== Problem statement ==
Lay out every line of the material below as a JSON list of strings, one string per line, leaving out blank lines.
***** Items
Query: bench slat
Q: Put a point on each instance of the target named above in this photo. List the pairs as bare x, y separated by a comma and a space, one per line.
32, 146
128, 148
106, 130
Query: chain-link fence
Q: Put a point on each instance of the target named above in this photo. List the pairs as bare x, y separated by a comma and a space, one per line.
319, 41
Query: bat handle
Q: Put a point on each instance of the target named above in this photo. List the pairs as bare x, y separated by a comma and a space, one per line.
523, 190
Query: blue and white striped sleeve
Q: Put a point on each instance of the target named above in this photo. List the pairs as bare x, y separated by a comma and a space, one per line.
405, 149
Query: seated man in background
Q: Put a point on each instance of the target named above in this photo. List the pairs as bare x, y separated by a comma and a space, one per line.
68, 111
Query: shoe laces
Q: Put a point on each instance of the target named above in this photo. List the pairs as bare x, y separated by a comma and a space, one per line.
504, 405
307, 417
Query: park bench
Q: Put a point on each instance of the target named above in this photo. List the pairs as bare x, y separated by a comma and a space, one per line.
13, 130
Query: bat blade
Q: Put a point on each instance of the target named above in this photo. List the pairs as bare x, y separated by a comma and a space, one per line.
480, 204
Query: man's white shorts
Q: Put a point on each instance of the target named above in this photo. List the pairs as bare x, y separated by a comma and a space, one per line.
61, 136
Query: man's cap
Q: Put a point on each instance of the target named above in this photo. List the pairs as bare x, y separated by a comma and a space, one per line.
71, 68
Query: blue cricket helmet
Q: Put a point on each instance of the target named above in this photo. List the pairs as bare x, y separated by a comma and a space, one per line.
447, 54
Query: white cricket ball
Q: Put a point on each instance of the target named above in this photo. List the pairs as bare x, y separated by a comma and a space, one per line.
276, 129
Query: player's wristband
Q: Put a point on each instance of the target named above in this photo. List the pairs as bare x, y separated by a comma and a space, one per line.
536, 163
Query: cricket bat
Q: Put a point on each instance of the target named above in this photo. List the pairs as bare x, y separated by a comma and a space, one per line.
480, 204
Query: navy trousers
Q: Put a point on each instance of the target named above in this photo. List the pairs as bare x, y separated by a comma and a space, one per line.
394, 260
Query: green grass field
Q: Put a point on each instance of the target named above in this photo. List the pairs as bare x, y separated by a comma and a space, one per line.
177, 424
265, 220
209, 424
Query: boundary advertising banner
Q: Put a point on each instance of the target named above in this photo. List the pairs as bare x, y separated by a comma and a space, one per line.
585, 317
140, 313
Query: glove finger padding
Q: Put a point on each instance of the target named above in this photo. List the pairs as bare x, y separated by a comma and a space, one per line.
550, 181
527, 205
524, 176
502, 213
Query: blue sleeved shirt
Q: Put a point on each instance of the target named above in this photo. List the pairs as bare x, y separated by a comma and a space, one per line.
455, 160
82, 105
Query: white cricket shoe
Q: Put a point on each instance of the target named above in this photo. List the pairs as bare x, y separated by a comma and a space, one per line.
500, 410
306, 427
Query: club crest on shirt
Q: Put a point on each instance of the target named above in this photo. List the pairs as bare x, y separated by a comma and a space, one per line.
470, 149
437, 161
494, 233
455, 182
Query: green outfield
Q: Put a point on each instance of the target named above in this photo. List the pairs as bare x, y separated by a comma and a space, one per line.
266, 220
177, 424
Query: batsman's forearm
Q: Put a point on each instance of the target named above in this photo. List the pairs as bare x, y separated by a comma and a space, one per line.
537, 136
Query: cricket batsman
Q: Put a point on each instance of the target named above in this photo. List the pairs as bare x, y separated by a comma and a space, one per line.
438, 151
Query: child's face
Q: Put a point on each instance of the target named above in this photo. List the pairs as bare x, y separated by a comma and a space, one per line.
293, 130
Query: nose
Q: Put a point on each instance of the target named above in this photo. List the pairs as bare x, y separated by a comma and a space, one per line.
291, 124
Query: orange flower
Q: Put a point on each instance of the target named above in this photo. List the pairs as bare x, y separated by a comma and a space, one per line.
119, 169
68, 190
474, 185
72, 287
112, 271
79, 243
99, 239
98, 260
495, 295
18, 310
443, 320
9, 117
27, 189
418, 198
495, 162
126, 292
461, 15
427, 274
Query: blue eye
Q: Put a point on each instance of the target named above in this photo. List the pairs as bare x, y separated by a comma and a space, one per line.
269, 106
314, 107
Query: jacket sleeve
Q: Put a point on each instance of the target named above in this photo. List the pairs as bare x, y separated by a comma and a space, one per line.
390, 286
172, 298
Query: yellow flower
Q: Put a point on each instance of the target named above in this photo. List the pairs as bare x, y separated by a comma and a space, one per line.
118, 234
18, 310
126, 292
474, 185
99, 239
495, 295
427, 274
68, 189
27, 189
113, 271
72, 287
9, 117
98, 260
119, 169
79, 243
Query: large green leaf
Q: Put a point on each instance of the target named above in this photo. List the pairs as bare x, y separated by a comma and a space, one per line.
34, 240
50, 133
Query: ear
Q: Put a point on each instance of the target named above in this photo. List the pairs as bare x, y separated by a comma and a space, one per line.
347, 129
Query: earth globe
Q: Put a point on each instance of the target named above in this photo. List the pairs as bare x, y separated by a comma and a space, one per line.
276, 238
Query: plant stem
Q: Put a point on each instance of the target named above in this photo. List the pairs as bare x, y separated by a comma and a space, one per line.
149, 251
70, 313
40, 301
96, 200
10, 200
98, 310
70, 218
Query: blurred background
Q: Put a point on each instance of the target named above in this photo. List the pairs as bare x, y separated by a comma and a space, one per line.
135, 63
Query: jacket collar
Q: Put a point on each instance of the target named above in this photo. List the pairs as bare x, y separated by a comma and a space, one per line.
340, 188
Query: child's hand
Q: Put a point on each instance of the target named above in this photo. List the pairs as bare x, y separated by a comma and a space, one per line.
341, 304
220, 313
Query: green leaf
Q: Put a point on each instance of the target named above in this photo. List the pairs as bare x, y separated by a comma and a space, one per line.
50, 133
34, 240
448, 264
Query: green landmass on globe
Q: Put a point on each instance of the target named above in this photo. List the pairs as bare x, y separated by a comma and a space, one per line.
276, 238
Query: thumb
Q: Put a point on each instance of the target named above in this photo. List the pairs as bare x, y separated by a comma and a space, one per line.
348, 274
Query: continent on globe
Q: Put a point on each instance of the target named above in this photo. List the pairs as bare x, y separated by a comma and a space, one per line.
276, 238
**********
== Written reply ==
[
  "Query: bench slat",
  "Q: Put a point on each instance of the target named above in this photo. List the pairs as bare x, y separated by a comma and a space, one per line.",
  "32, 146",
  "128, 148",
  "106, 130",
  "Query: chain-link fence",
  "Q: Put a point on each instance of the target named above in this photo. List the pairs as bare x, y separated by a comma and a space, one per line.",
  "319, 41",
  "Query: bat handle",
  "Q: Put a point on each instance of the target named above in this photo. List the pairs as bare x, y separated by a comma and a space, one per line.",
  "523, 190",
  "Query: blue and white striped sleeve",
  "Q: Put a point on each instance of the target named above in this photo. List the pairs as bare x, y separated by a comma and a space, one per line.",
  "405, 149",
  "Query: seated man in background",
  "Q: Put a point on each instance of the target named above in this photo. List the pairs as bare x, y separated by a comma and a space, one per line.",
  "68, 111",
  "Query: shoe laces",
  "Q: Put a point on each instance of the target named above in this photo. List the pairs as bare x, y separated by a comma and a space, one per line.",
  "504, 405",
  "307, 417",
  "Query: park bench",
  "Q: Put a point on each instance of the target named above in this photo. List the pairs as bare x, y separated by a comma and a space, one per line.",
  "13, 130",
  "Query: bat blade",
  "Q: Put a point on each instance of the target named above in this photo. List the pairs as bare x, y separated by a comma and a space, one per line.",
  "480, 204",
  "Query: man's white shorts",
  "Q: Put a point on each instance of the target named above in this photo. List the pairs as bare x, y separated by a comma and a space, one per line.",
  "61, 136",
  "Query: man's cap",
  "Q: Put a point on each instance of the target named above in this photo. List the pairs as bare x, y separated by a comma and a space, one per line.",
  "71, 68",
  "Query: blue cricket helmet",
  "Q: Put a point on each instance of the target named above in this photo. List the pairs as bare x, y separated by a comma and a space, one per line.",
  "447, 54",
  "Query: white cricket ball",
  "Q: Put a point on each instance of the target named above in this photo. List the pairs as bare x, y separated by a comma and a space, one per line.",
  "276, 129",
  "Query: player's wristband",
  "Q: Put a point on each instance of the target named above in this photo. List the pairs as bare x, y separated by a comma and a space, one per line.",
  "536, 163",
  "Query: cricket bat",
  "Q: Put a point on each instance of the target named above in this photo. List the pairs as bare x, y separated by a comma and a space, one per line.",
  "480, 204",
  "Query: navy trousers",
  "Q: Put a point on each instance of the target named above in this photo. List the pairs as bare x, y separated by a comma and a space, one per line.",
  "394, 260",
  "Query: green grass field",
  "Q: Put a point on each instance of the target named above in this photo. List the pairs as bare x, y separated by a comma and a space, one per line.",
  "177, 424",
  "265, 220",
  "209, 424",
  "Query: boundary advertising banner",
  "Q: Put a point on each instance of the target named above in this photo. List the pairs as bare x, y separated by a comma and a space, one per line.",
  "585, 317",
  "140, 313",
  "Query: glove finger padding",
  "Q: Put a point on each instance of the target named above in this photo. List the pairs as bare x, y separated by a comma and a space, one per line.",
  "550, 181",
  "527, 205",
  "524, 176",
  "502, 213",
  "Query: blue sleeved shirt",
  "Q: Put a point on each instance of the target named above in this photo. List the pairs as bare x, y separated by a comma and a space, one per line.",
  "455, 160",
  "82, 105",
  "Query: white cricket shoe",
  "Q: Put a point on each instance of the target named above in this photo. List the pairs as bare x, y separated by a comma and a space, one per line.",
  "500, 410",
  "306, 427",
  "Query: club crest on shirt",
  "Q: Put a point on each instance of the target named above in this photo. List the pairs as bare x, y separated by a comma and a space, one per line.",
  "470, 149",
  "437, 161",
  "494, 233",
  "455, 182",
  "Query: green outfield",
  "Q: Put a point on each instance of the target named above in this photo. List the pairs as bare x, y separated by a comma and a space, one per line.",
  "266, 220",
  "177, 424",
  "Query: batsman's forearm",
  "Q: Put a point on each instance of the target named above in this photo. List the pairs as bare x, y separated by a comma and a space, one per line.",
  "537, 136",
  "Query: cricket batsman",
  "Q: Put a point on each instance of the target named above in this photo. List the pairs as bare x, y separated by a comma and a space, one per line.",
  "438, 151",
  "Query: child's face",
  "Q: Put a point on each instance of the target named above in this photo. List the pairs as bare x, y separated by a comma and a space, one per line.",
  "293, 130",
  "Query: nose",
  "Q: Put a point on each instance of the target named above in this photo. List the pairs as bare x, y separated by a comma and a space, one per line.",
  "291, 124",
  "Query: orange flower",
  "Q: Put a point on each instance of the target named above in this photo. List the pairs as bare x, y separated by a comma and a space, one per line.",
  "119, 169",
  "68, 190",
  "474, 185",
  "72, 287",
  "112, 271",
  "79, 243",
  "99, 239",
  "98, 260",
  "495, 295",
  "18, 310",
  "443, 320",
  "9, 117",
  "27, 189",
  "418, 198",
  "495, 162",
  "126, 292",
  "461, 15",
  "427, 274",
  "Query: blue eye",
  "Q: Put a point on each instance of the target named above in this photo. List the pairs as bare x, y separated by a comma and a space, one per line.",
  "269, 106",
  "314, 107",
  "Query: jacket sleeve",
  "Q: Put a point on each instance of the target named above in this photo. List the pairs as bare x, y separated by a comma and a space, one per line.",
  "390, 286",
  "172, 298",
  "Query: yellow flower",
  "Q: Put a point on each instance of the target named above in this photo. List the pairs as bare x, y separated by a comma and a space, one per line.",
  "118, 234",
  "18, 310",
  "126, 292",
  "474, 185",
  "99, 239",
  "495, 295",
  "427, 274",
  "68, 189",
  "27, 189",
  "113, 271",
  "72, 287",
  "9, 117",
  "98, 260",
  "119, 169",
  "79, 243",
  "Query: large green leaf",
  "Q: Put a point on each instance of the target named above in this photo. List the pairs as bare x, y separated by a comma and a space, one per line.",
  "34, 240",
  "50, 133",
  "Query: ear",
  "Q: Put a point on each instance of the target named above in this photo. List the pairs as bare x, y separated by a comma and a space, one per line.",
  "347, 129",
  "Query: earth globe",
  "Q: Put a point on each instance of the target named above in this photo. List the pairs as bare x, y separated by a comma and a space, one per line.",
  "276, 238",
  "Query: plant stem",
  "Q: Put a point on each instance of the target named above in this photo. List the pairs as bare x, y separated by a comma and a space, one per line.",
  "149, 251",
  "70, 313",
  "40, 301",
  "96, 200",
  "10, 200",
  "98, 310",
  "70, 218",
  "Query: blurred background",
  "Q: Put a point on each instance of the target named above in this photo. List the pairs as bare x, y separated by a comma and a space, one per line.",
  "135, 63",
  "Query: jacket collar",
  "Q: Put a point on each instance of the target named above in this photo. List the pairs as bare x, y separated by a comma and a space, one per line.",
  "340, 188",
  "Query: child's hand",
  "Q: Put a point on each instance of the target named above in this photo. List the pairs as bare x, y separated by a comma and a space, one per line.",
  "341, 304",
  "220, 313",
  "Query: green leaf",
  "Q: Put a point on each instance of the target named above in this photo. List the pairs as bare x, y separated by a comma and a space, one per line.",
  "50, 133",
  "34, 240",
  "448, 264",
  "Query: green landmass on globe",
  "Q: Put a point on each instance of the target named above in this photo. List the pairs as bare x, y separated by a comma and a space, one per line.",
  "276, 238",
  "Query: thumb",
  "Q: Put a point on each instance of the target named above in this photo. List the pairs as bare x, y separated by a comma and a space, one per line.",
  "348, 274",
  "Query: continent on globe",
  "Q: Put a point on each instance of the target named above in this photo. List the pairs as bare x, y separated by a comma and a space, one per line.",
  "276, 238"
]